> **Required task**: Everything from the line holding "# test: point to the utility" through the last line below must be repeated exactly, and nothing else.

start Material to process

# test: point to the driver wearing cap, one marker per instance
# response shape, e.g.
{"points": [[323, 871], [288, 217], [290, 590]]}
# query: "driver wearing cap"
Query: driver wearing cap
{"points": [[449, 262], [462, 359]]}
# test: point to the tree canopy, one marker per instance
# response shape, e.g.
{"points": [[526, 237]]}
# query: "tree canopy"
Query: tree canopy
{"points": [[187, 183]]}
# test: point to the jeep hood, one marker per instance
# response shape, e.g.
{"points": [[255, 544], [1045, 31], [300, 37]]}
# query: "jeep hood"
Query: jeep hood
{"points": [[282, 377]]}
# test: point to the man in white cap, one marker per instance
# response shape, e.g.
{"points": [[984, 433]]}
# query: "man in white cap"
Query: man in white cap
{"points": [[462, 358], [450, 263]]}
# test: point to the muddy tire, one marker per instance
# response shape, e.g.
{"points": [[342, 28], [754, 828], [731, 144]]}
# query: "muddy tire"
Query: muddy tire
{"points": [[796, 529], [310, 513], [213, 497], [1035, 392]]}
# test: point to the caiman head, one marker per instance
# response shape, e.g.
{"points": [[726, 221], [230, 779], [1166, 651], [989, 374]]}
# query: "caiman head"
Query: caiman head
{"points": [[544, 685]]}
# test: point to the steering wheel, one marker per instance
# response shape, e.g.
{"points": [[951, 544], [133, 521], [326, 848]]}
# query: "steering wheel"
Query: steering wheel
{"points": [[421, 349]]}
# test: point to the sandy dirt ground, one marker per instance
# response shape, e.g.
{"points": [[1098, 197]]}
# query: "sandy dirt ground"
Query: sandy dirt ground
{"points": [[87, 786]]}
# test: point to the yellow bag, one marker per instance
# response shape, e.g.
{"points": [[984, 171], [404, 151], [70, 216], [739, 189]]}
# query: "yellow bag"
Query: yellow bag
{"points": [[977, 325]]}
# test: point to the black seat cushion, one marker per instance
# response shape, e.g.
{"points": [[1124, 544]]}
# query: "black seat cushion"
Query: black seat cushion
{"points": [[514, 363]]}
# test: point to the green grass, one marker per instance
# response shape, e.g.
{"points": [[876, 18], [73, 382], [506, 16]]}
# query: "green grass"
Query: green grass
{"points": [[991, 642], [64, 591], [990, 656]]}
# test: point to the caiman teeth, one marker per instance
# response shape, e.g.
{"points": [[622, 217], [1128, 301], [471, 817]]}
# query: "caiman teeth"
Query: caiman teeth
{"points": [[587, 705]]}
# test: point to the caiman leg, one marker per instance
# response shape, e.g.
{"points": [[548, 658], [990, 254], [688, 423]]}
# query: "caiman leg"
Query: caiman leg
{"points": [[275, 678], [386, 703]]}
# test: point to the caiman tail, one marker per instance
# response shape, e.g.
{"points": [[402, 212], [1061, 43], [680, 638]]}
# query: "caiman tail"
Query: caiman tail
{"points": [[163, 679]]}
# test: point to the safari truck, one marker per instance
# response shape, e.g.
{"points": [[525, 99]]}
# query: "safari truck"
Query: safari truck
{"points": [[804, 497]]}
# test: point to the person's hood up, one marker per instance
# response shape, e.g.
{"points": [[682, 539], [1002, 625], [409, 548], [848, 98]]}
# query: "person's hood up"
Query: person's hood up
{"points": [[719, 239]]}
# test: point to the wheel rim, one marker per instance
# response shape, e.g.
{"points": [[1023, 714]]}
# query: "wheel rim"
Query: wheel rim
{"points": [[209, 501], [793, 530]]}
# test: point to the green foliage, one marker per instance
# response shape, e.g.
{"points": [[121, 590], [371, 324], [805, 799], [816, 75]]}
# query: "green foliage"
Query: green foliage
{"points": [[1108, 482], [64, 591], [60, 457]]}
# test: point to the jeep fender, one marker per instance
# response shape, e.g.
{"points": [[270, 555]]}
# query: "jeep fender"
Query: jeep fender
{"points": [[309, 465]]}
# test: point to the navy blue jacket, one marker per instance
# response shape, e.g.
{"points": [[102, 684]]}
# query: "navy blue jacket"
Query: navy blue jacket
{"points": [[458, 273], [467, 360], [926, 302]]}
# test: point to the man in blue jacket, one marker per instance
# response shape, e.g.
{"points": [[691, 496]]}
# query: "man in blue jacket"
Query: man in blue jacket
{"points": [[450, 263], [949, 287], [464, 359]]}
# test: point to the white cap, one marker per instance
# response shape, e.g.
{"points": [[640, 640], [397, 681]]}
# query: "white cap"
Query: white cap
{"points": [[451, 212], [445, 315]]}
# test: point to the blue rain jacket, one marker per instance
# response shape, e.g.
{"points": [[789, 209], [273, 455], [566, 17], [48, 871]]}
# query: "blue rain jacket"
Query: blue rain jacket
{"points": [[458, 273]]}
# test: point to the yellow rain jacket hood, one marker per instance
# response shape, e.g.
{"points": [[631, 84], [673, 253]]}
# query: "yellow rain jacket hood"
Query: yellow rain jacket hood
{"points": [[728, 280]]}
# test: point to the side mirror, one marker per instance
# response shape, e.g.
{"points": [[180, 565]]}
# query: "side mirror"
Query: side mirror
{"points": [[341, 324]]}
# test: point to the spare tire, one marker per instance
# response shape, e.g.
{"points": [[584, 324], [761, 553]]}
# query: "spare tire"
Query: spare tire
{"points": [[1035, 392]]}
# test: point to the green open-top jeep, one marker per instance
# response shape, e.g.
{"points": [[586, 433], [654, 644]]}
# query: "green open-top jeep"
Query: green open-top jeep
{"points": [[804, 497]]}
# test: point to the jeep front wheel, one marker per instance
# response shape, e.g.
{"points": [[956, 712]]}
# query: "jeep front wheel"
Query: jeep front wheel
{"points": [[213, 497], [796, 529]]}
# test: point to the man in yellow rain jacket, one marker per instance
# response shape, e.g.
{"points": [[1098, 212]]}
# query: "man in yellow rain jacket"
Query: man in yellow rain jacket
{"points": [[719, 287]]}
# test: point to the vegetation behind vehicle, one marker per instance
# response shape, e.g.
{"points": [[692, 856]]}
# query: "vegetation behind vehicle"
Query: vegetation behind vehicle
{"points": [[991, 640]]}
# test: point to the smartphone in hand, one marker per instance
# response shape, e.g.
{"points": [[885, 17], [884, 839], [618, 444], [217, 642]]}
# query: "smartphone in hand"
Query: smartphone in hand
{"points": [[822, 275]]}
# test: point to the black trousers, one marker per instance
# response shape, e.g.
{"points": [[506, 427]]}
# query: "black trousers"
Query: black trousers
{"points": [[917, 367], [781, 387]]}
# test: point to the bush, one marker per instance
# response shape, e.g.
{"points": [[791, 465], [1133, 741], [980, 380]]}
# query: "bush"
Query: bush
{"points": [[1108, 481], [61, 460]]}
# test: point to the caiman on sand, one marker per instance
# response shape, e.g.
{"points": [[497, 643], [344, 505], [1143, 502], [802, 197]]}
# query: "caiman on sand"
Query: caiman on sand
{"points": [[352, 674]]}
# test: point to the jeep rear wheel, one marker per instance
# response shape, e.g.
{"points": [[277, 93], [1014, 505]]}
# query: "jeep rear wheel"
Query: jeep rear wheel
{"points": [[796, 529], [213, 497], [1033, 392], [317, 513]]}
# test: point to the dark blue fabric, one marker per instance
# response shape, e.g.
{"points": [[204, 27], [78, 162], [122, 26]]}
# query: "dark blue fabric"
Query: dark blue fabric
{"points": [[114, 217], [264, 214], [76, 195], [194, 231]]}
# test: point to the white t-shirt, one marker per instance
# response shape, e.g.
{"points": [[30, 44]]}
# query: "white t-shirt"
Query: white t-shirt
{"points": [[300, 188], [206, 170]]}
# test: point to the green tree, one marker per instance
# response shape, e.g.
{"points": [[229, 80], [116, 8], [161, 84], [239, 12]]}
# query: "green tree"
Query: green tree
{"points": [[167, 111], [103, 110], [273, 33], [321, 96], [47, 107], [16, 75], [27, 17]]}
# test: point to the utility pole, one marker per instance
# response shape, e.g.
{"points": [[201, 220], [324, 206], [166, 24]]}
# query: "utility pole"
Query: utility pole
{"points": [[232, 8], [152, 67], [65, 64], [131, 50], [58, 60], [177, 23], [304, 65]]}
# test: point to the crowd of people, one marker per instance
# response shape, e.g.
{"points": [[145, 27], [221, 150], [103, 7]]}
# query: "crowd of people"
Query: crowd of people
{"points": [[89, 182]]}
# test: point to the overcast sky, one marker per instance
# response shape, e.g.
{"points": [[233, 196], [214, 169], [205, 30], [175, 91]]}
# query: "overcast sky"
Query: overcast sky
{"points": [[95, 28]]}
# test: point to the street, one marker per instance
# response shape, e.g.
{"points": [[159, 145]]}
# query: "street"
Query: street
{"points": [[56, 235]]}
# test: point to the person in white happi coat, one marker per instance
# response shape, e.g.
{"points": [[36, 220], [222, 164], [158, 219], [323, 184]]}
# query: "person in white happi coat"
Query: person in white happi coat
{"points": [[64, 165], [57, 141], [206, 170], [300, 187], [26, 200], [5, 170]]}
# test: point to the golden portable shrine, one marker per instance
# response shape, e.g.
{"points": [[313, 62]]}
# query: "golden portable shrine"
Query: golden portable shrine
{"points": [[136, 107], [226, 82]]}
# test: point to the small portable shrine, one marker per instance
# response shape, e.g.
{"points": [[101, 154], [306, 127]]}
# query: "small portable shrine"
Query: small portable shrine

end Material to process

> **Result of this exercise**:
# test: point to the utility pole, one marker per instance
# response shape, e.g.
{"points": [[201, 220], [324, 206], [166, 24]]}
# query: "utility pole"
Query: utility pole
{"points": [[232, 8], [152, 67], [65, 64], [131, 50], [58, 60], [177, 23], [304, 65]]}
# test: point to the crowd of people, one marker per instance
# response shape, e.g.
{"points": [[145, 27], [221, 150], [103, 7]]}
# query: "crowd of people"
Query: crowd of people
{"points": [[89, 182]]}
# test: point to the overcast sky, one marker per instance
# response shape, e.g.
{"points": [[233, 196], [214, 169], [205, 30], [175, 91]]}
# query: "overcast sky"
Query: overcast sky
{"points": [[95, 28]]}
# test: point to the street, one marker per instance
# response shape, e.g.
{"points": [[159, 145]]}
# query: "street"
Query: street
{"points": [[56, 235]]}
# test: point to the person in white happi coat, one marker per instance
# response shape, e.g.
{"points": [[36, 220], [222, 164], [158, 219], [323, 184]]}
# query: "person in white happi coat"
Query: person in white happi coat
{"points": [[64, 165], [57, 141], [206, 170], [300, 187], [26, 200], [5, 170]]}
# test: point to the golden portable shrine, one marker per instance
# response shape, e.g.
{"points": [[313, 62]]}
# query: "golden portable shrine"
Query: golden portable shrine
{"points": [[136, 107], [226, 82]]}
# test: point to the small portable shrine, one marker per instance
# response shape, e.g.
{"points": [[101, 154], [306, 127]]}
# query: "small portable shrine"
Query: small portable shrine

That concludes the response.